::: Gegeven tekst
Ontspringen Tureluurs de dans?
Sovon Vogelonderzoek NederlandVoor het broedvogelmeetnet van Sovon worden Tureluurs jaarlijks geteld. Het zijn vrij late broeders: eind mei is pas de helft van de kuikens uit het ei gekropen. Daarna duurt het nog drie à vier weken voordat de kuikens vliegvlug zijn. Ze broeden vooral in open, vochtige graslanden met het liefst brakke of zoute omstandigheden. Vogeltellers komen ze in allerlei gebieden tegen: in intensief gebruikt grasland, kruidenrijk grasland en natuurgebieden met bijvoorbeeld zowel pitrus als korter gras. Ook op kwelders en schorren zijn ze te vinden.
Flexibele habitatkeuze
De Tureluur lijkt dus een bredere habitatkeuze te hebben dan de Grutto en de Kievit, twee andere karakteristieke boerenlandvogels. Het Verdronken Land van Saeftinghe is bijvoorbeeld een groot bolwerk van Tureluurs, terwijl er nauwelijks Grutto’s broeden. Maar ook in dit soort brakwatergebieden neemt de populatie af, in dezelfde mate als in het agrarisch gebied. Het broeden op de kwelders zal dus wat betreft aantalsontwikkelingen niet het verschil maken met de andere weidevogels. Wanneer we kijken naar de natuurgebieden, waar vaak speciale beheermaatregelen gelden, zien we dat het nestsucces hoger is. Maar dit is voor de andere weidevogelsoorten ook het geval.
::::::
::: Aangeleverd materiaal
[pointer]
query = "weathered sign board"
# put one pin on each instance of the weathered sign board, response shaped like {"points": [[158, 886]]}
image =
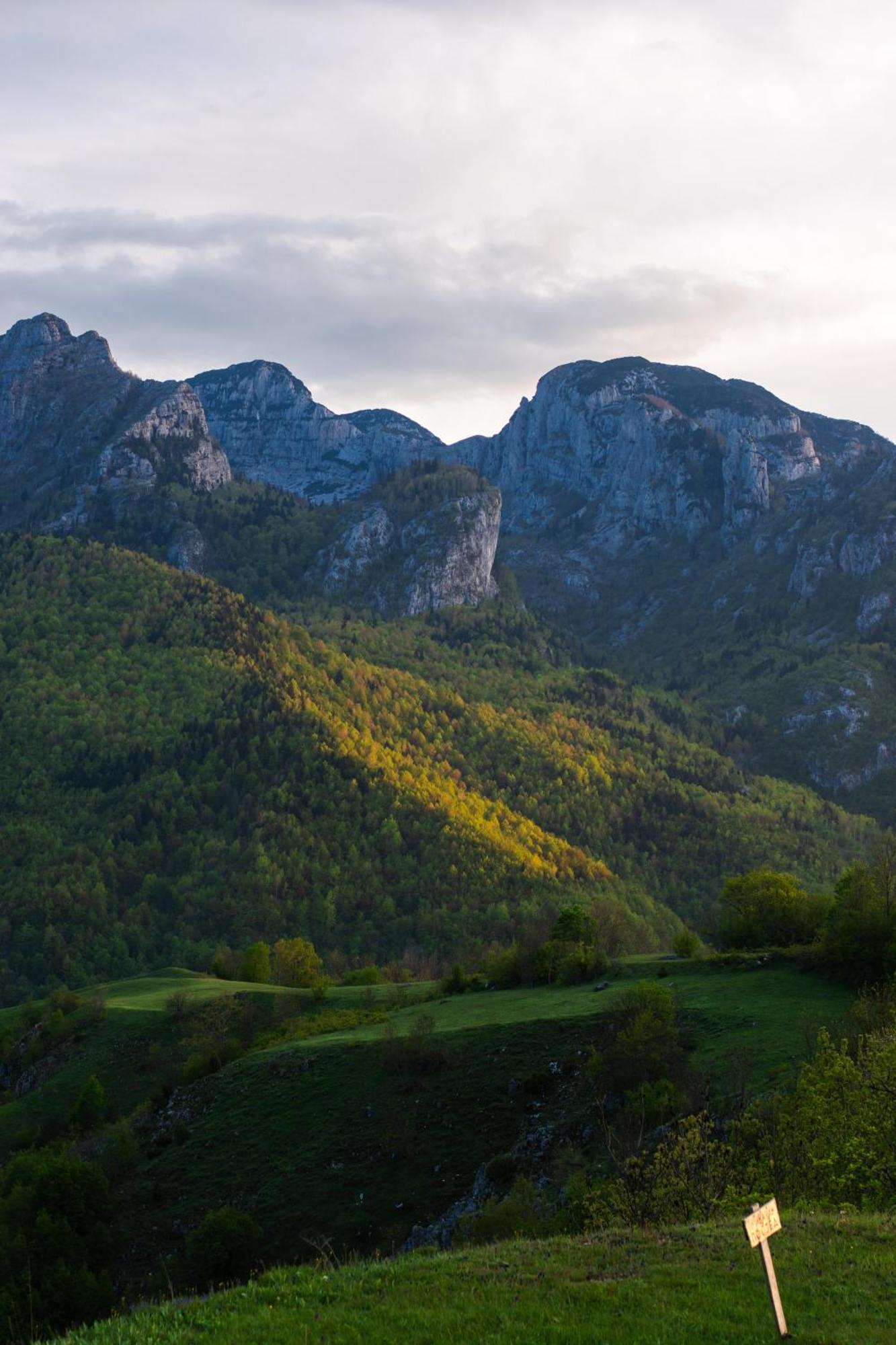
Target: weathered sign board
::::::
> **Opgaven**
- a) Zet de regels van de lijst over het verweerde bord in een Markdown-tabel met de kolommen Nummer en Regel, en sla lege regels over. Laat de afbeelding in je antwoord weg.
- b) Hoe loopt de tekst over de Tureluur verder? Pak de draad op na de laatste zin.

> **Antwoorden**
- a)
| Nummer | Regel |
|---|---|
| 1 | [pointer] |
| 2 | query = "weathered sign board" |
| 3 | # put one pin on each instance of the weathered sign board, response shaped like {"points": [[158, 886]]} |
| 4 | image = |
| 5 | Target: weathered sign board |

- b)
Toch hebben Tureluurs wél een streepje voor door niet zo kieskeurig te zijn als het gaat om hun broedhabitat. Zo zijn ze minder afhankelijk van het boerenland en profiteren ze meer van natuurontwikkelingsprojecten dan andere weidevogels. Ze kunnen ook prima uit de voeten in ‘tijdelijke natuur’ (bij uitbreidingen van industriegebieden of aanleg woonwijken) of kleine waterbergingen in de nabijheid van bebouwing. Of ze op dat soort plekken meer kuikens groot krijgen is echter niet precies bekend. Veruit de meeste tel- en onderzoeksgegevens over de Tureluur komen uit agrarisch gebied; de andere broedhabitats zijn onderbelicht. Er lijkt weinig verschil te zijn tussen de trends in de verschillende habitats, maar er zijn meer gegevens nodig om erachter te komen in hoeverre de flexibelere habitatkeuze ten grondslag ligt aan de minder sterke achteruitgang van de soort.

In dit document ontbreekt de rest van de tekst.